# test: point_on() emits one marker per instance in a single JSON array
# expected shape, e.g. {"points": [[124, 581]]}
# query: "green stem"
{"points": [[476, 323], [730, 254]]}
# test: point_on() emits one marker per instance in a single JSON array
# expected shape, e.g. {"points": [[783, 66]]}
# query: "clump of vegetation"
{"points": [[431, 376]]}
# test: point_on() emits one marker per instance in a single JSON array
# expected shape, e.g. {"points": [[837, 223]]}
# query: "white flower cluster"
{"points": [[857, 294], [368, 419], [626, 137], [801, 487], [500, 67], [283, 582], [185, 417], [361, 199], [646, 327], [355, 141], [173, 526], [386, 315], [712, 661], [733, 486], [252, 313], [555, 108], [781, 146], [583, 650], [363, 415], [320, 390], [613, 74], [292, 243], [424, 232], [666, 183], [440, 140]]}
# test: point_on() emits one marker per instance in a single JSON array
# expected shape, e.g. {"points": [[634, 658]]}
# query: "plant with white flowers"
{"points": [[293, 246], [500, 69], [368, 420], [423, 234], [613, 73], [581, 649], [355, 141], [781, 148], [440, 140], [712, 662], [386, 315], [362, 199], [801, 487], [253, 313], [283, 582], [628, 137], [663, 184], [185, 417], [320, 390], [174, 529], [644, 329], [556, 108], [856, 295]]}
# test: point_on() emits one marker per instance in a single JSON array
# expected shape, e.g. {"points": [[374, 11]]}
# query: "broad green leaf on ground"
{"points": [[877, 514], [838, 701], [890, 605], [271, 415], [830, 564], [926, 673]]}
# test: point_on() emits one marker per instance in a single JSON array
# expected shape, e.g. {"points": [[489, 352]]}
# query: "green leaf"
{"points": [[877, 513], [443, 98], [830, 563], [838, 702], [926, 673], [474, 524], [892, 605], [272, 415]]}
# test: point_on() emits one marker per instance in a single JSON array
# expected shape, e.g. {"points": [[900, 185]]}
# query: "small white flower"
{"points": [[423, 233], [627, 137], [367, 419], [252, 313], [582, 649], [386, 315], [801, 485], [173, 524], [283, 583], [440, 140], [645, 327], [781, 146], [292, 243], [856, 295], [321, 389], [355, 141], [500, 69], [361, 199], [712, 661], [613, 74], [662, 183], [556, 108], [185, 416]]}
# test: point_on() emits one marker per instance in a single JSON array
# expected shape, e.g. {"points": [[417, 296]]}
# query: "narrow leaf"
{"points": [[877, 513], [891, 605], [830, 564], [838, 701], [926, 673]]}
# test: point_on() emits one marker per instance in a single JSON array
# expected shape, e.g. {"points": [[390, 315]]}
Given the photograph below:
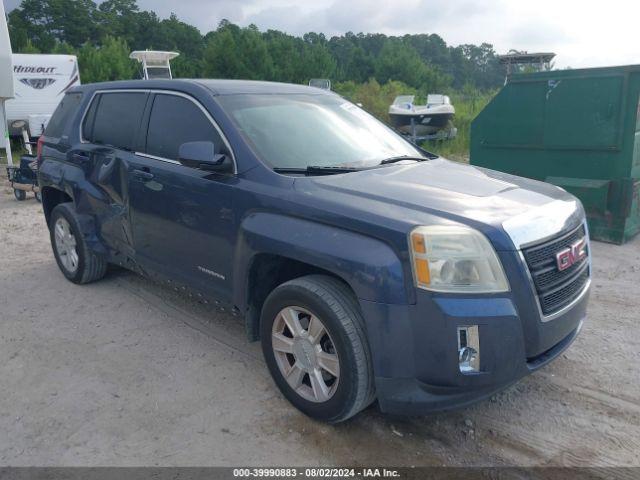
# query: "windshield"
{"points": [[297, 131]]}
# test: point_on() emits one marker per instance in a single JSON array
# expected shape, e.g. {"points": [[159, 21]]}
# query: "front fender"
{"points": [[369, 266]]}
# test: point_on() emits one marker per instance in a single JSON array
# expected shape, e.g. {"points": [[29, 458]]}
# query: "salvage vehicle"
{"points": [[368, 268]]}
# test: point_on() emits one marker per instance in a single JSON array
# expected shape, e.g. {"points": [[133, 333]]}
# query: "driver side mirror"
{"points": [[203, 156]]}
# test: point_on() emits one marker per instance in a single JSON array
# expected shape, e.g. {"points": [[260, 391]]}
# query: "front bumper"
{"points": [[415, 354]]}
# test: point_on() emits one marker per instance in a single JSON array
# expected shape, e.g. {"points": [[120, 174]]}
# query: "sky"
{"points": [[582, 33]]}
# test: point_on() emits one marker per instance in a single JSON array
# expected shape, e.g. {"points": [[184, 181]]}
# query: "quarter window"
{"points": [[67, 107], [117, 119], [176, 120]]}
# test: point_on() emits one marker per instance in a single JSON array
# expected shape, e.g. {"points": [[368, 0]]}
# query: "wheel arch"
{"points": [[51, 198]]}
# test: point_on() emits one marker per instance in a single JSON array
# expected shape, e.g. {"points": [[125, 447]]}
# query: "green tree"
{"points": [[108, 62]]}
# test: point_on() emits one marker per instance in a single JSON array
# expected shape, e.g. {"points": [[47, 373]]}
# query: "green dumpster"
{"points": [[577, 129]]}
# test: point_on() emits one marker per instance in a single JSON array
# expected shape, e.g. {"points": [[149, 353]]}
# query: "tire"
{"points": [[82, 267], [331, 380], [20, 195]]}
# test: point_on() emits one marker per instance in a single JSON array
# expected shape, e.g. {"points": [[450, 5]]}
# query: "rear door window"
{"points": [[176, 120], [65, 111], [117, 119]]}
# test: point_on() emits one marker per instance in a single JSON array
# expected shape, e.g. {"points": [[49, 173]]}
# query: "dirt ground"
{"points": [[128, 373]]}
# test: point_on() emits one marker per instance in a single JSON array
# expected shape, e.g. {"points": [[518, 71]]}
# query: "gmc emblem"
{"points": [[572, 255]]}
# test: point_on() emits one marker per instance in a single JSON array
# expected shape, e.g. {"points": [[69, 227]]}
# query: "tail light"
{"points": [[39, 150]]}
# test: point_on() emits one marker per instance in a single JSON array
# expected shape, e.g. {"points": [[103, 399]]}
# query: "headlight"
{"points": [[455, 259]]}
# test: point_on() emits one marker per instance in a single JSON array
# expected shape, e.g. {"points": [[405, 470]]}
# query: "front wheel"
{"points": [[314, 344]]}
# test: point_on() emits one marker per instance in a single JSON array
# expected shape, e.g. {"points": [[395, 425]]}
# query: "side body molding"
{"points": [[369, 266]]}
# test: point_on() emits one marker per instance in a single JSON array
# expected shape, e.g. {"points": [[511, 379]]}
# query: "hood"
{"points": [[455, 191]]}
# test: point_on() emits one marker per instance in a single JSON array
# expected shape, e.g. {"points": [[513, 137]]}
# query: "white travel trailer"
{"points": [[6, 82], [40, 82]]}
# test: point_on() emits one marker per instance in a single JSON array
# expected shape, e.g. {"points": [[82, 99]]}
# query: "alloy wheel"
{"points": [[66, 245], [305, 354]]}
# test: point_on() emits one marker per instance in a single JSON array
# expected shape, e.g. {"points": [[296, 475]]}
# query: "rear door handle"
{"points": [[145, 175], [81, 157]]}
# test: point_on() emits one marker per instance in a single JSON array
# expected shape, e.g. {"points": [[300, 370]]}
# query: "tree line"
{"points": [[103, 35]]}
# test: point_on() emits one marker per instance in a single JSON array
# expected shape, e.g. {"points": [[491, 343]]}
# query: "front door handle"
{"points": [[143, 174]]}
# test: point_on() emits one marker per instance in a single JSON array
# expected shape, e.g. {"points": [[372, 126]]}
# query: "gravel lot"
{"points": [[128, 373]]}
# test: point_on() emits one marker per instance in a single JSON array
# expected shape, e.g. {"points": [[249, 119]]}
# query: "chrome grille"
{"points": [[556, 289]]}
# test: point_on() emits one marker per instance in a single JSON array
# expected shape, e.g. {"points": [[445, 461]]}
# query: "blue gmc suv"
{"points": [[367, 267]]}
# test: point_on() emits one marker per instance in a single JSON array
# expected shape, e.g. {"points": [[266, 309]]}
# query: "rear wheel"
{"points": [[76, 261], [315, 347], [20, 195]]}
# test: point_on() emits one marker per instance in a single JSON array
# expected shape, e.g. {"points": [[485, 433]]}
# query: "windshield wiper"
{"points": [[400, 158], [317, 170]]}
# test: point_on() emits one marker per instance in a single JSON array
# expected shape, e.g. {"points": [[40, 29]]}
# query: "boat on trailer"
{"points": [[155, 64], [428, 119]]}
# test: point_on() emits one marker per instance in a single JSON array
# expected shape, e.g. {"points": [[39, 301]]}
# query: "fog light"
{"points": [[468, 349]]}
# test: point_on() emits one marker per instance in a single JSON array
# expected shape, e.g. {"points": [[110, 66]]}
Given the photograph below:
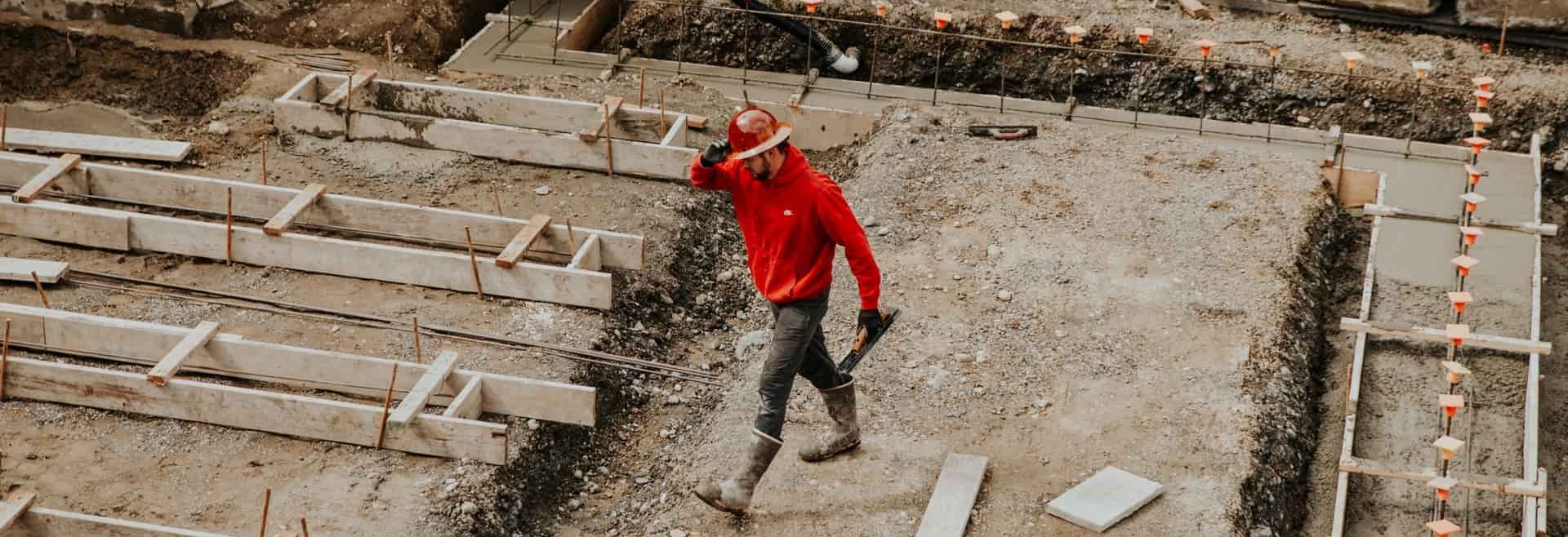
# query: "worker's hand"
{"points": [[869, 322], [715, 153]]}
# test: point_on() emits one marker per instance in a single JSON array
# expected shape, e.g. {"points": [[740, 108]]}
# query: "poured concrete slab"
{"points": [[1104, 499]]}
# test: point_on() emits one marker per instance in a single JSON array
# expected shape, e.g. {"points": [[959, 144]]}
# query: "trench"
{"points": [[535, 487], [1152, 85]]}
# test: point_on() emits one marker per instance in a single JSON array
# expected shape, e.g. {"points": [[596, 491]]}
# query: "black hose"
{"points": [[826, 51]]}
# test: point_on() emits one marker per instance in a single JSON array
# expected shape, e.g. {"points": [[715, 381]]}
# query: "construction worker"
{"points": [[792, 218]]}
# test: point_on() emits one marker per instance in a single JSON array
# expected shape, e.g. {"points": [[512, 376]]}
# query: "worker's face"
{"points": [[765, 165]]}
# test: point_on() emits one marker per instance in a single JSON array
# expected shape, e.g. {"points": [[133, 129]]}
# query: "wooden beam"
{"points": [[959, 484], [587, 257], [252, 409], [172, 362], [1438, 335], [434, 378], [466, 404], [292, 211], [252, 199], [15, 506], [46, 177], [359, 80], [49, 141], [1521, 228], [1423, 475], [41, 521], [22, 269], [315, 254], [524, 240], [231, 356], [610, 109], [1196, 8]]}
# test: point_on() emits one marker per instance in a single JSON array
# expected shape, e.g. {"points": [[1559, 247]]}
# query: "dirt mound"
{"points": [[46, 64], [424, 32]]}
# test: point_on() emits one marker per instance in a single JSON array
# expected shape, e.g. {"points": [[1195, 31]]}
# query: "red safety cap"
{"points": [[753, 132]]}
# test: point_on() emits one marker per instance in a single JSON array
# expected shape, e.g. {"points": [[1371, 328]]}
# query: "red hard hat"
{"points": [[755, 131]]}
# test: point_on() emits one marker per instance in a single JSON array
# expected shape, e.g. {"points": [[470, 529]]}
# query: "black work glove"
{"points": [[869, 322], [715, 153]]}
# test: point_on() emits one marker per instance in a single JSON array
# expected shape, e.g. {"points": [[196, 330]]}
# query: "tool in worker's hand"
{"points": [[864, 342], [1005, 132]]}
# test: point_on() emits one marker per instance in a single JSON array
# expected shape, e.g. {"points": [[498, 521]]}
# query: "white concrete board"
{"points": [[1104, 499]]}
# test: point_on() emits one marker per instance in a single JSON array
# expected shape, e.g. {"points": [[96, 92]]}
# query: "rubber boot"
{"points": [[845, 426], [734, 495]]}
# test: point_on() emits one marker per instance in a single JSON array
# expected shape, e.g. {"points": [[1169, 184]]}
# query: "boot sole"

• Your task:
Locate every line in the material above that contains the word "concrete" and copy each of those lines. Case counts, so match uppercase and lowercase letters precisely.

• Response:
# query: "poured concrete slab"
# query: "white concrete board"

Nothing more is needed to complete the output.